▸ Document excerpt

☆ ☆ ☆ ☆

BUT: Andrea vm patches seems to cure that!
I am only two days with them, so everything is
still possible, but before it used to Oops just
about every half an hour.
So thousands of thanks goes to Andrea:)

Btw, I've seen exactly the same reports in DRI
mailing lists and they were reported with different video
cards, but the similar thing was that all the reporters
has an AMD 751 Irongate as host bridge.
I also have it.
What is your north bridge?
This really seems strange for me that video card
or the host bridge causes vm to oops, but who knows...
Anyway, it is definitely not a nvidia drivers related:(

If anyone wants me to reproduce and ksymoops this
Oops, feel free to ask. I am ready to do just
about everything to get this problem fixed, else
I just can't use my new cool Radeon...

2002-03-27 11:12:30

by Mike Galbraith

[permalink] [raw]
Subject: Re: Anyone else seen VM related oops on 2.4.18?

On Wed, 27 Mar 2002, Stas Sergeev wrote:

> Hello.
>
> Arjan Opmeer wrote:
> > Are there other people that are suffering from a VM related oops on kernel
> > 2.4.18?
> Yes:(
> I've seen that oops 24/7 after installing a
> new video card Radeon 7500 AGP.
> Before I had PCI video card.
> When DRI is enabled, the whole box hangs after
> ~10 minutes of using OpenGL, and if DRI disabled
> and radeon.o is unloaded, I have a vm-related Oopses.

You can use dri with your 7500? Same processor as 8500 cards?
If so, which X sources are you using?

I bought an 8500 Evil Master II specifically because I saw Radeon
support in the kernel and X source. Much to my chagrin, I can't
use dri because the source (4.2.0) says dri is not yet implimented
for that processor.

☆ ☆ ☆ ☆

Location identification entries
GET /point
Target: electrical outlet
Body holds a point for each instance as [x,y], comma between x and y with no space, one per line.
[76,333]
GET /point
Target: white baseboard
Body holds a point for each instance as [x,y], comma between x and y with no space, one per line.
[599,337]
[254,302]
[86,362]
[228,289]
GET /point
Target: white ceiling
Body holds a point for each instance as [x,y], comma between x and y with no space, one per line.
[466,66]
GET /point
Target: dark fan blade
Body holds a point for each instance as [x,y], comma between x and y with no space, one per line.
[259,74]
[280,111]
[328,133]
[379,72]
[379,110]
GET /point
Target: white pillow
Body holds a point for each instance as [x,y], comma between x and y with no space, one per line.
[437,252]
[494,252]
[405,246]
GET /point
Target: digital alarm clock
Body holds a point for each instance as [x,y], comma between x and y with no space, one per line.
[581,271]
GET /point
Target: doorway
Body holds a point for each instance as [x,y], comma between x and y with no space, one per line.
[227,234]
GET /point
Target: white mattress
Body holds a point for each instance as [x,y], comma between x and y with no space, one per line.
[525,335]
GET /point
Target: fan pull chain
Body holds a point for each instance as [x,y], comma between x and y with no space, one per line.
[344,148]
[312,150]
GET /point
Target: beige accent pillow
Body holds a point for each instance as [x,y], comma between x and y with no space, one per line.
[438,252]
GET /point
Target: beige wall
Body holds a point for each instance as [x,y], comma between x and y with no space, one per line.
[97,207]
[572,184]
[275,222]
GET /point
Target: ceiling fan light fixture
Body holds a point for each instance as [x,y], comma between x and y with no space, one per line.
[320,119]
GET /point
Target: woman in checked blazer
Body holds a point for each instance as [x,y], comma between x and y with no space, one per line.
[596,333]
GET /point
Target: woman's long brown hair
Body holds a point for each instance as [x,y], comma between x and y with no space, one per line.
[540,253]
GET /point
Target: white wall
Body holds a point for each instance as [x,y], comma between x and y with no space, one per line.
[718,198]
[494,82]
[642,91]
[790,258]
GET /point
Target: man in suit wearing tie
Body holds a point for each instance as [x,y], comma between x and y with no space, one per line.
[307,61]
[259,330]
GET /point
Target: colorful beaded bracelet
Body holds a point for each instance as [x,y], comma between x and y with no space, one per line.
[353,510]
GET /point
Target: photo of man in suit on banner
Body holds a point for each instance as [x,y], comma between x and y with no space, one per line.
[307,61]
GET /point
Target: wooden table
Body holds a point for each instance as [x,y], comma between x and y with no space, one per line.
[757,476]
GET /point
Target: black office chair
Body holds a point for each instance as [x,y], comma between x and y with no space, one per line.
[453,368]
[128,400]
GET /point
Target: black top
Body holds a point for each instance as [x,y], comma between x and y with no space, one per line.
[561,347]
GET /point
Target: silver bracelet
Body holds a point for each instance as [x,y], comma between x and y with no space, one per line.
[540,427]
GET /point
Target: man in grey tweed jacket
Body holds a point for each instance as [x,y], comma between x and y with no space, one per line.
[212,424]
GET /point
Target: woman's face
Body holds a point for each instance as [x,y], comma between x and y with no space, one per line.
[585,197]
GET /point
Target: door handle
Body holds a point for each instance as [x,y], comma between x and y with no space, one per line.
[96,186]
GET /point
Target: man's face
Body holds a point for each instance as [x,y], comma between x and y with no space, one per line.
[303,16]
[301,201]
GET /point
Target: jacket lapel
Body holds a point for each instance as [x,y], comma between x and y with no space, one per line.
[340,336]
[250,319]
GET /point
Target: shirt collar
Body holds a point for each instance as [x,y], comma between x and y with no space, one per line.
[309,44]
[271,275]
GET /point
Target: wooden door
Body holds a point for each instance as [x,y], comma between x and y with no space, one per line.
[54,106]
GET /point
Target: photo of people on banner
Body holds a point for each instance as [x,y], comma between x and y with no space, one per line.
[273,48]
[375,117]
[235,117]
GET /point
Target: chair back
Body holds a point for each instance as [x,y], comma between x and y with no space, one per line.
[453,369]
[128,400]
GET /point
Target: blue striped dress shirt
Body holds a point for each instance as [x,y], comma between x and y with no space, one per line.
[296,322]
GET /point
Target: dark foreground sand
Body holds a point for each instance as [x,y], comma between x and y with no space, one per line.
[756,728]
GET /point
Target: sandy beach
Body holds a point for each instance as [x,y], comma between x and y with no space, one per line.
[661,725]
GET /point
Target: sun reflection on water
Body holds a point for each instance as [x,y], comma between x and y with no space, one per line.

☆ ☆ ☆ ☆

▸ Written task A
According to the kernel mailing list thread, what host bridge did all the people reporting the problem on the DRI mailing lists have?
▸ Written task B
Collect every line of the entries that contains the string "face", matching case exactly.
The kernel mailing list thread and the entries were taken from different sources.

▸ Complete answer A
An AMD 751 Irongate.

▸ Complete answer B
Target: woman's face
Target: man's face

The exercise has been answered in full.